*** Auszug
# Suche richtigen Treiber für Graka ProSavageDDR



## Nada (14. Dezember 2003)

Dank Absturz der gleiche Text also nochmal...
Anscheinend habe ich die falschen Treiber für meine Grafikkarte, denn der PC stürzt ständig mit (Driver) IRQL_NOT_LESS_OR_EQUAL ab. S3 Graphics bietet zwar eine Menge Downloads für Pro SavageDDR (420) an, aber die Bezeichnungen bringe ich nicht in Zusammenhang mit den Informationen im Gerätemanager.
Kann mir jemand sagen, wie ich an die korrekten Versionsinformationen etc. kommen kann?
Dank im Voraus
Nada


----------



## Georg Melher (15. Dezember 2003)

Auf der Grafikkarte sind ja Chips verbaut. Schaue mal welche Bezeichnungen dort zu finden sind und suche dann gezielt nach diesem Treiber. Als letzte Möglichkeit kannst Du auch den Kühlkörper abbauen, sofern einer verbaut ist...weiss nicht mehr, ob's damals Karten mit Kühler gab, ist schon so lange her. 

Ich habe nochmal geschaut. Wie es scheint, handelt es sich hierbei um einen OnBoard Chip...ist das richtig ?
******
*** Gesammeltes Material
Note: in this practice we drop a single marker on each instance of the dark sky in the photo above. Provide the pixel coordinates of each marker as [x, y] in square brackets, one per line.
******
→ Aufgaben:
**A)** Beantworten Sie anhand des Auszugs folgende Fragen:
(i) Mit welcher Fehlermeldung stürzt Nadas PC ständig ab?
(ii) Für welche Grafikkarte bietet S3 Graphics eine Menge Downloads an?
(iii) Um was für einen Chip handelt es sich nach Georg Melhers zweitem Nachsehen anscheinend?
**B)** Schreiben Sie den Abschnitt des Auszugs von „Dank im Voraus“ bis „das richtig ?“ erneut und tauschen Sie dabei „Kühlkörper“ gegen „Lüfter“.

→ Lösungen:
**A)**
(i) Mit (Driver) IRQL_NOT_LESS_OR_EQUAL.
(ii) Für die Pro SavageDDR (420).
(iii) Um einen OnBoard Chip.

**B)**
Dank im Voraus
Nada


----------



## Georg Melher (15. Dezember 2003)

Auf der Grafikkarte sind ja Chips verbaut. Schaue mal welche Bezeichnungen dort zu finden sind und suche dann gezielt nach diesem Treiber. Als letzte Möglichkeit kannst Du auch den Lüfter abbauen, sofern einer verbaut ist...weiss nicht mehr, ob's damals Karten mit Kühler gab, ist schon so lange her. 

Ich habe nochmal geschaut. Wie es scheint, handelt es sich hierbei um einen OnBoard Chip...ist das richtig ?